» **WORK TO COMPLETE**: Your task is to transcribe all the entries exactly, excluding pictures.

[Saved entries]
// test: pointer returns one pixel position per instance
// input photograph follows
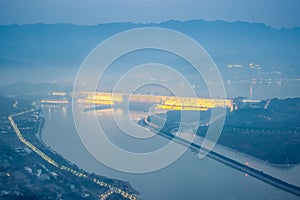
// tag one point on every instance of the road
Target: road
(111, 188)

» **YOUR SOLUTION**:
// test: pointer returns one pixel position per instance
// input photograph follows
// tag one point on every instance of the road
Target: road
(111, 188)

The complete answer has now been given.